Stored data
******
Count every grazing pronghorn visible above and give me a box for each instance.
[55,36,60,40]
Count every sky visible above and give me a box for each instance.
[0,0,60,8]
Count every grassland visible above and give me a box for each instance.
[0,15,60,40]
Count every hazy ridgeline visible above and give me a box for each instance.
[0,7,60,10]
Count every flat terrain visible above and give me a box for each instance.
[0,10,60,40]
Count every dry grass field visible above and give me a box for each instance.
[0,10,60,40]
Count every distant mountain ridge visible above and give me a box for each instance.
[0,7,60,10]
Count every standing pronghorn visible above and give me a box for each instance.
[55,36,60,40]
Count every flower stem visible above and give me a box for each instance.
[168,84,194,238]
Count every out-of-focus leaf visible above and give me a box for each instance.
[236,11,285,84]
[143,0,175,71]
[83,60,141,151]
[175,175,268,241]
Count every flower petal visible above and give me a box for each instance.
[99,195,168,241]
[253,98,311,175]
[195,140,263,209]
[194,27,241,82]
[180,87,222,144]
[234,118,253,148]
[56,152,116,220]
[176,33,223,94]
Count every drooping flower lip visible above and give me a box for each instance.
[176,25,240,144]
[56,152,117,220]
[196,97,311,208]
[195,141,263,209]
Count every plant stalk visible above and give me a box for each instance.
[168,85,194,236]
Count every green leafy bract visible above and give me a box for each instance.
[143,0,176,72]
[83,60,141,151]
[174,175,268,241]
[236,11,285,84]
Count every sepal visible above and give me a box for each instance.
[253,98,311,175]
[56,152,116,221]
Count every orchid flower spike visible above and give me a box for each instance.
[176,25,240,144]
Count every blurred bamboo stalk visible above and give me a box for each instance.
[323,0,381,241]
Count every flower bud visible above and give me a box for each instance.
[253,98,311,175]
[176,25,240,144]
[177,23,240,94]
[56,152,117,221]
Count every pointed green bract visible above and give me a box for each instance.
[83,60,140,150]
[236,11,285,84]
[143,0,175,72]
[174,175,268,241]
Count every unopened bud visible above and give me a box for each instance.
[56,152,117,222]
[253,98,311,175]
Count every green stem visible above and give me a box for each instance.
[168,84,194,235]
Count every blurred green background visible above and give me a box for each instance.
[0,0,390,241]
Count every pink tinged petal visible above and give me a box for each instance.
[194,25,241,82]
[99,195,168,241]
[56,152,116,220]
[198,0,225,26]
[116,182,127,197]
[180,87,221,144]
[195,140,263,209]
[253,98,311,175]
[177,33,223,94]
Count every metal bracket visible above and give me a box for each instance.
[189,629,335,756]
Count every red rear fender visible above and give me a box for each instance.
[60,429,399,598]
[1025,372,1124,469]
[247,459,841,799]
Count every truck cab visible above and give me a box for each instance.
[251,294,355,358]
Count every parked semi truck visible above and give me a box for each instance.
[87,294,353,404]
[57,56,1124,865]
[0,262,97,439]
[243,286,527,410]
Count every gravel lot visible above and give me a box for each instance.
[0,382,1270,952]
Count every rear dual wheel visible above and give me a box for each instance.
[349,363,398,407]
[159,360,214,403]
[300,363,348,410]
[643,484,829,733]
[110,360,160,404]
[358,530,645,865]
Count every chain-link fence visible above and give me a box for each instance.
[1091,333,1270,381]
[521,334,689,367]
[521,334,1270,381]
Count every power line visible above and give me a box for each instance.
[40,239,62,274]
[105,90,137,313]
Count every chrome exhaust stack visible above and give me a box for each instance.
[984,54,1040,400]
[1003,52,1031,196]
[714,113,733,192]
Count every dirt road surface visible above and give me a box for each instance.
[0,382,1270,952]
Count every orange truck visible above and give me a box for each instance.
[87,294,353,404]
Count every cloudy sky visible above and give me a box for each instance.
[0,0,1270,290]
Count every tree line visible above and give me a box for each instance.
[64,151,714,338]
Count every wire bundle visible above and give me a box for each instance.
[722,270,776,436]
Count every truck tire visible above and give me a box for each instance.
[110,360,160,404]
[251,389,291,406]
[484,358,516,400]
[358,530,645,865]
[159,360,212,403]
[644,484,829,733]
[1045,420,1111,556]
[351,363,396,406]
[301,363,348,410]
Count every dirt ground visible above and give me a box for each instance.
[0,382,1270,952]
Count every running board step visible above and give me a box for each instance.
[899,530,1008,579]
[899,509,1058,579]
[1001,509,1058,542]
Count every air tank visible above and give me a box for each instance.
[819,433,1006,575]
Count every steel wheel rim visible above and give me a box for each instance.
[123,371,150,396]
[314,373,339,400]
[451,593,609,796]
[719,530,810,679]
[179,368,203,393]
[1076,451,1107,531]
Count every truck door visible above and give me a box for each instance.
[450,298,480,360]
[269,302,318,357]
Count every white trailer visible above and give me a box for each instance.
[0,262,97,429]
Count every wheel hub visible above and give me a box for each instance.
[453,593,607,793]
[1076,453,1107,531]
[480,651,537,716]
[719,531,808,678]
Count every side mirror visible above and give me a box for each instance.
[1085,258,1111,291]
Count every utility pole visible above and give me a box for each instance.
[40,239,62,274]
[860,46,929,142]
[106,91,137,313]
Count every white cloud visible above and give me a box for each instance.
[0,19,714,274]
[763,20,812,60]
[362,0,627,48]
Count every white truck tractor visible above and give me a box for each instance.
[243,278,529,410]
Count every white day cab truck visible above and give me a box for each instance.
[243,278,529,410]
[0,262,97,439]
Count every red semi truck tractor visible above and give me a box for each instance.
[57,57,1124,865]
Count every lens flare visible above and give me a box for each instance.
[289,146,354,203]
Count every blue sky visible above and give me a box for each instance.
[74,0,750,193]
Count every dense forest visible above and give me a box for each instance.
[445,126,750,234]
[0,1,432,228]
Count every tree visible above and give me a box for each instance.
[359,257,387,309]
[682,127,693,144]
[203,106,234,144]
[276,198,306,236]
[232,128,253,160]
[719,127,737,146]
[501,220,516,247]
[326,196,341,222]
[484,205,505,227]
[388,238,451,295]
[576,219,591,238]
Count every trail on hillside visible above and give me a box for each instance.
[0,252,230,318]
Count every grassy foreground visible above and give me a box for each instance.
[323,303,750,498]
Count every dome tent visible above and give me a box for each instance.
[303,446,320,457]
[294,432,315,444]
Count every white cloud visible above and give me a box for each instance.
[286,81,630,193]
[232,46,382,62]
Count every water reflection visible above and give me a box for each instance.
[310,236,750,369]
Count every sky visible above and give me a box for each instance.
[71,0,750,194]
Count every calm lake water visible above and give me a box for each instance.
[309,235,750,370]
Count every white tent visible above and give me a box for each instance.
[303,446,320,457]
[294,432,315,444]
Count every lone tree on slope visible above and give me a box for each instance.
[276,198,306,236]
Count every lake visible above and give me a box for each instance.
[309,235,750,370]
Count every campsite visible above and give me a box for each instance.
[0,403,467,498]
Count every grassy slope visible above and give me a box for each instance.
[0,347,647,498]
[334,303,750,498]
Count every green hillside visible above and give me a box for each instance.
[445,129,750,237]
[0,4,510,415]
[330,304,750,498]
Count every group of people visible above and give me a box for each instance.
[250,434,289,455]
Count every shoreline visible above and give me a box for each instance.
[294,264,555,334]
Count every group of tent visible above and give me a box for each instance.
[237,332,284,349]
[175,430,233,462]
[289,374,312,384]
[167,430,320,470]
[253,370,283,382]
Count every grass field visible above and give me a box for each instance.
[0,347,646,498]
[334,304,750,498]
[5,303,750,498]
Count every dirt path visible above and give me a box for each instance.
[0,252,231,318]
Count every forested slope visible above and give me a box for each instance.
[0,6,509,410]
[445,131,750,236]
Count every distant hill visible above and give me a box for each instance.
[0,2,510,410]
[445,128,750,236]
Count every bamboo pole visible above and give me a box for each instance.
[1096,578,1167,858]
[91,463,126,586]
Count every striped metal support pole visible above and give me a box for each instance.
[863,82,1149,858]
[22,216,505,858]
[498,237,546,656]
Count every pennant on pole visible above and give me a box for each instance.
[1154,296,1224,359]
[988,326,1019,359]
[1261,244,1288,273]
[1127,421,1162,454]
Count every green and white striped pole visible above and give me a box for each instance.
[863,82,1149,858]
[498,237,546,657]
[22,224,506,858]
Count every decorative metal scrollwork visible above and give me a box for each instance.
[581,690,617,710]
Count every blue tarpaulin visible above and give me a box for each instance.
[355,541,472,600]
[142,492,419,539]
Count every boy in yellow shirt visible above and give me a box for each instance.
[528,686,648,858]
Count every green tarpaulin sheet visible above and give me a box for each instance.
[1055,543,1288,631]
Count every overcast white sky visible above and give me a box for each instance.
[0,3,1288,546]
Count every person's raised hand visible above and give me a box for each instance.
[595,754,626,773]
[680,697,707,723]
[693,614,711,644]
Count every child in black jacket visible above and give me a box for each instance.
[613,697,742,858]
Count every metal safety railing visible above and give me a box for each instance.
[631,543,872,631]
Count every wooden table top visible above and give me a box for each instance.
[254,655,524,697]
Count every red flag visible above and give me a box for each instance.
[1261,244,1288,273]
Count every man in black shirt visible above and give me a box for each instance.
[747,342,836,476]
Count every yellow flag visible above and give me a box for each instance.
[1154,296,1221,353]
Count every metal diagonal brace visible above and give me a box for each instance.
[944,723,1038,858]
******
__WHAT YOU HAVE TO DO__.
Copy out, word for word, the records from the line containing "Count every rear" through the line containing "[722,270,776,436]", with both of those lines included.

__EXERCISE RESPONSE__.
Count every rear dual wheel visible above and give me a box for each instance.
[349,363,398,407]
[159,360,214,403]
[300,363,348,410]
[643,484,829,733]
[110,360,160,404]
[358,530,645,865]
Count every chain-link fence visible above and give me a box for each instance.
[1091,333,1270,381]
[521,334,689,367]
[521,334,1270,381]
Count every power line visible above and give me a box for each instance.
[40,239,62,274]
[105,90,137,313]
Count every chrome exhaust stack visible above and give me a box for each instance.
[984,54,1040,400]
[1003,52,1031,196]
[714,113,733,192]
Count every dirt road surface visible above and give me a box for each instance.
[0,382,1270,952]
Count every orange truck visible above and give me a box for each instance.
[87,294,353,404]
Count every cloudy sky visible above and give me a box for each instance.
[0,0,1270,290]
Count every tree line visible above and give me a box for each instance.
[64,151,714,338]
Count every wire bundle visible above and give me a box for each instance.
[722,270,776,436]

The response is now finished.